[petsc-users] MatMPIAIJSetPreallocation: "nnz cannot be greater than row length"

David Knezevic david.knezevic at akselos.com
Wed Feb 25 09:47:18 CST 2015


Hi Dmitry,

Thanks so much, that's great! I've updated the pull request now to include
your patch:
https://github.com/dknez/libmesh/commit/247cc12f7536a5f848fd5c63765d97af307d9fa7
We can update the code later, once MatReset() is available in PETSc.

Regarding the convergence issues: I think the main issue is that here we're
using the penalty method for contact, which gives a non-smooth term in the
PDE, and hence we don't get nice convergence with the nonlinear solver. In
particular, the SNES solver terminates with "DIVERGED_LINE_SEARCH", but I
don't think that's very surprising here. The simulation results seem to be
good though (e.g. see the screenshots in the PR). I'd be interested in your
thoughts on this though?

════════

**Direction**
Copy out the whole forum post on MatMPIAIJSetPreallocation above, word for word.

════════

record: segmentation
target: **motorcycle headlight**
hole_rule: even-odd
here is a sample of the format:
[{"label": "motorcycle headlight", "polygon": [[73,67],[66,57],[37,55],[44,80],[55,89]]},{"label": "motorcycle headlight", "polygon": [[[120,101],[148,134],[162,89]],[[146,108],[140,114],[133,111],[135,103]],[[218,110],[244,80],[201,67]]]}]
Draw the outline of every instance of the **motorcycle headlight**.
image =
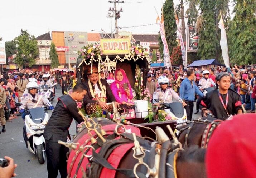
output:
[{"label": "motorcycle headlight", "polygon": [[39,128],[38,128],[38,126],[37,125],[30,125],[30,127],[31,128],[31,129],[32,129],[33,130],[34,130],[35,131],[38,131],[38,130],[39,130]]},{"label": "motorcycle headlight", "polygon": [[39,126],[39,130],[42,130],[44,129],[44,128],[45,128],[45,125],[44,124],[42,124],[40,126]]}]

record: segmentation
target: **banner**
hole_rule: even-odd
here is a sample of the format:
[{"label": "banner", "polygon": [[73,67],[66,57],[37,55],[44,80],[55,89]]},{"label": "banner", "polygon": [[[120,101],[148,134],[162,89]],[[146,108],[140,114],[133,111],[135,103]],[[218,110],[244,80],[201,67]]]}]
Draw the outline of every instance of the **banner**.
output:
[{"label": "banner", "polygon": [[131,40],[129,39],[105,38],[101,39],[100,43],[104,54],[128,54],[130,51]]},{"label": "banner", "polygon": [[181,49],[181,54],[182,56],[182,61],[183,62],[183,65],[184,66],[187,66],[186,64],[186,49],[185,48],[184,45],[184,42],[183,41],[182,38],[182,34],[181,33],[180,28],[179,28],[179,19],[177,16],[177,15],[175,13],[175,19],[176,21],[176,25],[177,28],[178,29],[178,31],[179,32],[179,39],[180,42],[180,49]]},{"label": "banner", "polygon": [[68,52],[68,46],[56,46],[56,51],[57,52]]},{"label": "banner", "polygon": [[198,50],[198,35],[195,32],[195,27],[192,26],[188,26],[188,31],[187,34],[188,34],[188,38],[187,38],[188,41],[187,44],[188,44],[188,51],[197,52]]},{"label": "banner", "polygon": [[224,23],[223,22],[222,16],[221,14],[221,19],[218,24],[219,28],[221,29],[221,40],[219,44],[221,45],[221,51],[222,51],[222,58],[224,61],[224,64],[226,67],[230,67],[230,60],[228,58],[228,42],[227,40],[226,31],[225,30]]},{"label": "banner", "polygon": [[6,64],[5,43],[3,41],[0,41],[0,64]]},{"label": "banner", "polygon": [[[158,18],[158,19],[159,20],[159,18]],[[171,59],[170,58],[170,54],[169,53],[169,49],[168,48],[167,41],[165,38],[165,33],[164,31],[164,16],[162,16],[162,19],[161,21],[159,23],[160,25],[160,34],[161,34],[161,38],[162,39],[162,41],[164,45],[164,63],[166,65],[167,68],[172,67],[171,64]]]}]

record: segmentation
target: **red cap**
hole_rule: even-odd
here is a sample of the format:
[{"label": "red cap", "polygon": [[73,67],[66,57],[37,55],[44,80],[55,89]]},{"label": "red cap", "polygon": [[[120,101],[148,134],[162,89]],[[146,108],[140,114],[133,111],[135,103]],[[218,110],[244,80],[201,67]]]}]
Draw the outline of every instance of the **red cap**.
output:
[{"label": "red cap", "polygon": [[235,116],[222,123],[209,141],[208,178],[256,178],[256,114]]}]

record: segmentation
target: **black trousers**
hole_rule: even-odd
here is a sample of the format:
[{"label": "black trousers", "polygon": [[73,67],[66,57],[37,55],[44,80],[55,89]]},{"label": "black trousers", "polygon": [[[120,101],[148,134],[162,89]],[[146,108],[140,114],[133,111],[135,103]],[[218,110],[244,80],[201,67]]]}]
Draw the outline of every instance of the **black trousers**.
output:
[{"label": "black trousers", "polygon": [[65,93],[64,93],[64,91],[66,91],[67,92],[67,85],[62,85],[62,86],[61,86],[61,91],[62,92],[62,94],[64,95],[65,94]]},{"label": "black trousers", "polygon": [[185,101],[187,106],[184,108],[186,109],[187,113],[187,118],[188,120],[191,120],[192,115],[193,114],[193,108],[194,108],[194,102],[190,101]]},{"label": "black trousers", "polygon": [[58,142],[45,140],[48,178],[56,178],[59,170],[62,178],[66,178],[67,170],[67,153],[69,149]]},{"label": "black trousers", "polygon": [[203,98],[202,97],[199,97],[197,99],[197,110],[199,110],[199,108],[200,106],[200,103],[201,103],[201,101],[203,99]]}]

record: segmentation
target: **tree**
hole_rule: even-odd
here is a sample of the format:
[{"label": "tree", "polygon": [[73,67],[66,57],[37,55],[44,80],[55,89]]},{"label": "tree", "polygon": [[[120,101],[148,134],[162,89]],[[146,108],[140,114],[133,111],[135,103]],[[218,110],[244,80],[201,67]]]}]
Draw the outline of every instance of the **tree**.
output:
[{"label": "tree", "polygon": [[[172,53],[173,48],[177,46],[178,43],[176,41],[177,37],[177,26],[174,16],[174,8],[173,0],[166,0],[163,6],[162,15],[164,16],[164,23],[165,32],[165,37],[167,41],[167,44],[169,49],[169,53]],[[161,38],[161,35],[159,33],[158,38],[159,41],[159,50],[162,57],[163,56],[164,47]]]},{"label": "tree", "polygon": [[59,65],[59,62],[58,58],[58,54],[56,51],[56,46],[53,42],[52,42],[51,49],[50,51],[50,59],[52,60],[52,68],[57,68]]},{"label": "tree", "polygon": [[237,0],[228,33],[230,62],[256,63],[256,0]]},{"label": "tree", "polygon": [[13,54],[15,54],[16,50],[16,44],[14,40],[5,42],[5,54],[6,60],[8,59],[8,57],[11,57]]},{"label": "tree", "polygon": [[35,64],[35,58],[38,54],[37,41],[34,35],[30,35],[27,30],[21,29],[19,36],[14,39],[18,45],[17,56],[15,61],[19,67],[28,62],[28,66],[32,67]]},{"label": "tree", "polygon": [[152,63],[154,63],[156,62],[157,60],[157,58],[156,58],[156,53],[155,52],[155,50],[153,49],[152,51],[152,60],[151,61]]},{"label": "tree", "polygon": [[215,58],[217,40],[215,28],[215,0],[201,0],[199,8],[201,15],[197,21],[199,31],[199,44],[197,55],[201,59]]},{"label": "tree", "polygon": [[180,45],[173,48],[170,58],[172,64],[177,65],[183,65]]}]

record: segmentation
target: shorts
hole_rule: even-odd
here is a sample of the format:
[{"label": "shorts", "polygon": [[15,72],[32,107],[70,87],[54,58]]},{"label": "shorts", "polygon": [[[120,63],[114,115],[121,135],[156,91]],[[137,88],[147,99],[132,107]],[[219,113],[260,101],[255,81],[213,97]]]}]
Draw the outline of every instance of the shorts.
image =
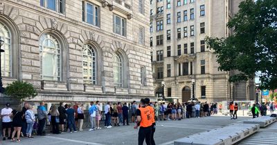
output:
[{"label": "shorts", "polygon": [[12,128],[12,122],[2,122],[2,128]]}]

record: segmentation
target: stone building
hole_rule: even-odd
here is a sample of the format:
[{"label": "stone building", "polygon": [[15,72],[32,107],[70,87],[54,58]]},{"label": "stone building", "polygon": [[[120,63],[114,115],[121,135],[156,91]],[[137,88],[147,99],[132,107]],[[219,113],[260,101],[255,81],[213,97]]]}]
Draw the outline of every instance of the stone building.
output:
[{"label": "stone building", "polygon": [[1,0],[3,86],[35,85],[33,102],[131,102],[154,97],[149,3]]},{"label": "stone building", "polygon": [[226,37],[242,0],[150,0],[150,46],[155,95],[174,102],[254,99],[253,80],[229,82],[206,37]]}]

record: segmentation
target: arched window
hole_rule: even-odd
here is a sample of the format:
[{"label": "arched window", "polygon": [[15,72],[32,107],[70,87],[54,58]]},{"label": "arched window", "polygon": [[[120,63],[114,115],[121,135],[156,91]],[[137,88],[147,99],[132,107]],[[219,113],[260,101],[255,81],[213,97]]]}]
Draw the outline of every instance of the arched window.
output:
[{"label": "arched window", "polygon": [[61,81],[61,45],[51,34],[39,39],[39,56],[42,80]]},{"label": "arched window", "polygon": [[123,86],[123,65],[122,57],[117,52],[114,56],[114,85],[118,87]]},{"label": "arched window", "polygon": [[84,45],[82,50],[82,76],[84,84],[96,84],[96,56],[90,45]]},{"label": "arched window", "polygon": [[2,76],[12,77],[11,34],[8,27],[2,23],[0,23],[0,37],[4,41],[1,48],[5,50],[1,57]]}]

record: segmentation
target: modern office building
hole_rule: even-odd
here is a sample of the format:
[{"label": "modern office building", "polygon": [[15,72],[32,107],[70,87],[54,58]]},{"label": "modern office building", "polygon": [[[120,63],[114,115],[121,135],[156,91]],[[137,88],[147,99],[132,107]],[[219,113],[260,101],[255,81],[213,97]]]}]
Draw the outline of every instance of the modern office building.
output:
[{"label": "modern office building", "polygon": [[35,85],[28,100],[131,102],[154,97],[150,3],[144,0],[0,1],[1,72]]},{"label": "modern office building", "polygon": [[[150,0],[150,46],[155,95],[173,102],[253,100],[253,80],[229,82],[206,37],[233,35],[226,23],[242,0]],[[193,87],[194,86],[194,87]],[[195,93],[193,93],[193,90]]]}]

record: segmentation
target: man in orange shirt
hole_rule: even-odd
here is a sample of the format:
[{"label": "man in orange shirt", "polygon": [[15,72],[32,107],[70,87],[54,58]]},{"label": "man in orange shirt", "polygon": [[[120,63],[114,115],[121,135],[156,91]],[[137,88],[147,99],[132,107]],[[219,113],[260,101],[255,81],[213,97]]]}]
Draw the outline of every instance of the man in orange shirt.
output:
[{"label": "man in orange shirt", "polygon": [[150,110],[146,107],[146,101],[144,99],[141,99],[141,107],[136,110],[136,126],[134,128],[138,130],[138,145],[143,145],[144,139],[147,145],[151,145],[151,126],[152,120]]},{"label": "man in orange shirt", "polygon": [[149,98],[145,99],[146,101],[146,107],[149,108],[150,110],[151,115],[151,121],[152,121],[152,126],[151,126],[151,145],[156,145],[155,141],[154,140],[154,133],[156,130],[156,122],[155,122],[155,110],[152,106],[150,105],[150,99]]}]

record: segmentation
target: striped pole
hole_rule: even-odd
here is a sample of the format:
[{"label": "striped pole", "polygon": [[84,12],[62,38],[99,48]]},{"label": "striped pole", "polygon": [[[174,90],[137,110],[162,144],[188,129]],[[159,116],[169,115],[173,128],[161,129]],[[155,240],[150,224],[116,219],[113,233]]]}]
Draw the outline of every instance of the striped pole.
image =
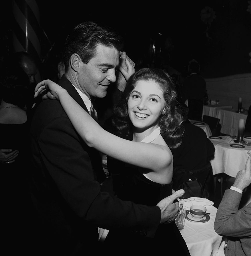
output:
[{"label": "striped pole", "polygon": [[[36,0],[12,0],[13,51],[25,51],[34,58],[37,66],[41,62],[40,15]],[[38,69],[36,82],[41,81]]]},{"label": "striped pole", "polygon": [[36,0],[12,0],[14,52],[26,51],[40,61],[40,13]]}]

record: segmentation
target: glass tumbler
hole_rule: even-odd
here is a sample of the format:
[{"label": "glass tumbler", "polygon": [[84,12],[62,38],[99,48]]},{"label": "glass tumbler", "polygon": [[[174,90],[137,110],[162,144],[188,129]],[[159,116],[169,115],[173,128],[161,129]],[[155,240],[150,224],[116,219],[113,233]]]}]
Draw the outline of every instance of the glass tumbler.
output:
[{"label": "glass tumbler", "polygon": [[185,226],[185,220],[186,218],[187,210],[185,208],[180,209],[178,216],[174,220],[174,222],[179,229],[183,229]]}]

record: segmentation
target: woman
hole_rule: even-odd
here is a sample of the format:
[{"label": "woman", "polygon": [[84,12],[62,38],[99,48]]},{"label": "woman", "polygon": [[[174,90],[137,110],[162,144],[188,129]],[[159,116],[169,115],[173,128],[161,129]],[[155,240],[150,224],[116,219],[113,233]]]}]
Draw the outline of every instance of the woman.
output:
[{"label": "woman", "polygon": [[[118,123],[121,131],[132,132],[132,141],[103,129],[66,91],[49,80],[42,81],[37,85],[35,97],[49,90],[42,98],[59,100],[73,125],[88,146],[129,165],[132,175],[126,178],[123,184],[126,186],[124,187],[129,186],[131,188],[132,183],[135,186],[132,191],[138,191],[137,188],[142,184],[142,187],[146,188],[136,196],[132,193],[129,195],[129,189],[126,188],[121,190],[123,192],[120,195],[118,193],[118,197],[129,200],[129,198],[132,196],[132,200],[135,202],[155,206],[160,199],[170,195],[172,192],[172,156],[161,131],[170,146],[177,146],[181,143],[180,138],[182,131],[176,109],[174,87],[170,76],[161,70],[143,69],[129,79],[116,109],[119,119],[115,122]],[[145,193],[149,192],[152,192],[154,196],[145,196]],[[177,246],[181,247],[181,251],[183,248],[183,254],[189,255],[174,222],[165,226],[165,233],[169,233],[164,234],[162,231],[161,235],[156,234],[158,239],[155,240],[165,240],[171,234],[171,239]],[[109,232],[106,241],[112,237],[111,242],[114,242],[118,237],[118,232],[120,238],[123,236],[123,242],[124,239],[128,240],[128,237],[132,237],[122,231],[113,230]]]},{"label": "woman", "polygon": [[[22,238],[29,234],[31,205],[27,182],[28,119],[24,110],[29,78],[20,68],[12,66],[3,70],[0,82],[0,148],[13,154],[1,161],[2,202],[4,209],[3,232],[5,238],[18,248],[25,244]],[[28,207],[29,207],[28,208]],[[25,209],[25,210],[24,209]],[[27,233],[26,232],[27,232]],[[9,244],[9,239],[5,240]]]}]

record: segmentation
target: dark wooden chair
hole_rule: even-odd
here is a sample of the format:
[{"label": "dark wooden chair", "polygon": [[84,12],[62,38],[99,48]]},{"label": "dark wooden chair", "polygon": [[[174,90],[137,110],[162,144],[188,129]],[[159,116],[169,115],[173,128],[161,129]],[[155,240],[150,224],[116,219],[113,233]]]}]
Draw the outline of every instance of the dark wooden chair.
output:
[{"label": "dark wooden chair", "polygon": [[220,119],[216,117],[204,115],[202,121],[207,124],[209,126],[212,136],[219,136],[221,135],[221,125],[220,123]]},{"label": "dark wooden chair", "polygon": [[203,197],[210,200],[213,198],[215,189],[213,169],[210,162],[201,168],[190,171],[189,173],[196,177],[201,184]]}]

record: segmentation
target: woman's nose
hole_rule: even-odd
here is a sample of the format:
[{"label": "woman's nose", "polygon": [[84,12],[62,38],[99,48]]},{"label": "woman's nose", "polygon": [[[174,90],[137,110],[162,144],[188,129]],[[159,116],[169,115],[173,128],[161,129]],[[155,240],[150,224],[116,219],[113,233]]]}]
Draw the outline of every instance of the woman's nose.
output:
[{"label": "woman's nose", "polygon": [[146,109],[147,108],[145,101],[141,100],[138,105],[138,108],[140,110]]}]

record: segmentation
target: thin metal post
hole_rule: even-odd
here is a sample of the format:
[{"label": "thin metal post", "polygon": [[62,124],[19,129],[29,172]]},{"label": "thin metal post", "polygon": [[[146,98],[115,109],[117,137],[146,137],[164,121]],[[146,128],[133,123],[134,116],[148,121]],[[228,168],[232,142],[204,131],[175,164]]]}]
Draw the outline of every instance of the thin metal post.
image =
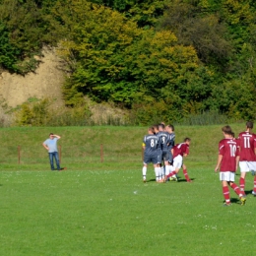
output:
[{"label": "thin metal post", "polygon": [[103,162],[103,145],[100,144],[100,160]]},{"label": "thin metal post", "polygon": [[21,163],[21,146],[18,146],[18,163]]}]

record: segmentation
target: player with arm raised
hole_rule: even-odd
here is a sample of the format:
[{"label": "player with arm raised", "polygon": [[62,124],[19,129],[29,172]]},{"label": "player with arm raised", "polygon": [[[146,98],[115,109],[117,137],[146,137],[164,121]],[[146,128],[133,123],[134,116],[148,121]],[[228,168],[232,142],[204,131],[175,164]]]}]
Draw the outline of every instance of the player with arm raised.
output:
[{"label": "player with arm raised", "polygon": [[[256,135],[252,133],[252,129],[253,122],[246,122],[245,132],[239,133],[237,138],[240,150],[239,167],[241,172],[239,184],[243,195],[245,195],[244,188],[246,173],[252,171],[254,174],[256,171]],[[256,177],[254,177],[252,194],[256,196]]]},{"label": "player with arm raised", "polygon": [[156,174],[156,181],[159,181],[159,170],[158,170],[158,147],[159,147],[159,137],[154,134],[154,127],[148,129],[148,135],[144,136],[142,147],[144,149],[144,159],[143,159],[143,182],[147,182],[147,168],[150,162],[153,163]]},{"label": "player with arm raised", "polygon": [[215,171],[220,168],[220,180],[223,184],[223,194],[224,198],[224,206],[230,206],[230,196],[228,185],[239,196],[241,205],[245,204],[246,198],[243,196],[239,187],[234,183],[234,175],[238,166],[239,152],[236,141],[232,139],[230,126],[226,125],[222,128],[224,139],[219,143],[219,157]]}]

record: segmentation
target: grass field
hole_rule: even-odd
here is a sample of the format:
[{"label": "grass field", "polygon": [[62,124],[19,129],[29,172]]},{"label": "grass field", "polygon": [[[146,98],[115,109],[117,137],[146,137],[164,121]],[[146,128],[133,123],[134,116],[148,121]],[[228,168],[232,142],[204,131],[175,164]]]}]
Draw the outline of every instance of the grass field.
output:
[{"label": "grass field", "polygon": [[[154,181],[152,166],[142,182],[147,128],[1,129],[0,255],[253,255],[253,177],[245,206],[230,191],[232,206],[223,207],[214,172],[221,127],[176,127],[177,143],[192,138],[185,163],[193,183],[179,174],[166,184]],[[62,136],[65,171],[49,170],[41,143],[51,131]]]}]

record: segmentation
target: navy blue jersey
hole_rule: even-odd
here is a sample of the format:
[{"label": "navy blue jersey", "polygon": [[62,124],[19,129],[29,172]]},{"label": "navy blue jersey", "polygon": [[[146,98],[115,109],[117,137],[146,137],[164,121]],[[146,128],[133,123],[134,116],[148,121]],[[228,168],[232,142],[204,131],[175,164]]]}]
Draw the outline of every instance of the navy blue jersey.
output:
[{"label": "navy blue jersey", "polygon": [[160,138],[160,146],[161,151],[167,151],[168,144],[169,144],[169,133],[160,131],[158,133],[158,136]]},{"label": "navy blue jersey", "polygon": [[145,147],[145,155],[156,156],[159,147],[159,137],[155,134],[145,135],[143,139],[143,146]]},{"label": "navy blue jersey", "polygon": [[175,145],[175,133],[169,134],[168,150],[170,151]]}]

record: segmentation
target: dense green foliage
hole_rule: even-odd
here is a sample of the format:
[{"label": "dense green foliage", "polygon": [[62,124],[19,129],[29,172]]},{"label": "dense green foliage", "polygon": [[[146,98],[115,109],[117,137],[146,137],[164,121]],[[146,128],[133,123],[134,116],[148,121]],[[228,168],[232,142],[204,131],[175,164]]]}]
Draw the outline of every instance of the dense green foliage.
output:
[{"label": "dense green foliage", "polygon": [[1,0],[0,65],[26,73],[44,44],[83,96],[131,109],[137,124],[205,111],[255,119],[253,0]]}]

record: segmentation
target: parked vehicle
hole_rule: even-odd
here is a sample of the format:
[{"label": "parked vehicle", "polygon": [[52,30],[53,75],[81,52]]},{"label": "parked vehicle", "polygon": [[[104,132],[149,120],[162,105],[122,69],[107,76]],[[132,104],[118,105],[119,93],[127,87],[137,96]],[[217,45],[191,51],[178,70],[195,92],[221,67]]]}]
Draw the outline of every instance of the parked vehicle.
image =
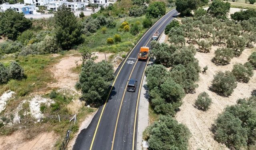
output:
[{"label": "parked vehicle", "polygon": [[127,91],[129,92],[135,92],[136,88],[138,84],[138,81],[136,79],[130,79],[128,82],[127,86]]},{"label": "parked vehicle", "polygon": [[153,34],[153,36],[152,36],[152,37],[151,38],[151,40],[155,40],[157,41],[158,40],[160,37],[160,33],[159,33],[159,32],[156,31],[154,34]]},{"label": "parked vehicle", "polygon": [[146,60],[149,53],[149,48],[148,47],[142,47],[140,48],[140,51],[138,55],[138,59]]}]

════════

**Exercise result**
[petsc-users] MatMPIAIJSetPreallocation: "nnz cannot be greater than row length"

David Knezevic david.knezevic at akselos.com
Wed Feb 25 09:47:18 CST 2015


Hi Dmitry,

Thanks so much, that's great! I've updated the pull request now to include
your patch:
https://github.com/dknez/libmesh/commit/247cc12f7536a5f848fd5c63765d97af307d9fa7
We can update the code later, once MatReset() is available in PETSc.

Regarding the convergence issues: I think the main issue is that here we're
using the penalty method for contact, which gives a non-smooth term in the
PDE, and hence we don't get nice convergence with the nonlinear solver. In
particular, the SNES solver terminates with "DIVERGED_LINE_SEARCH", but I
don't think that's very surprising here. The simulation results seem to be
good though (e.g. see the screenshots in the PR). I'd be interested in your
thoughts on this though?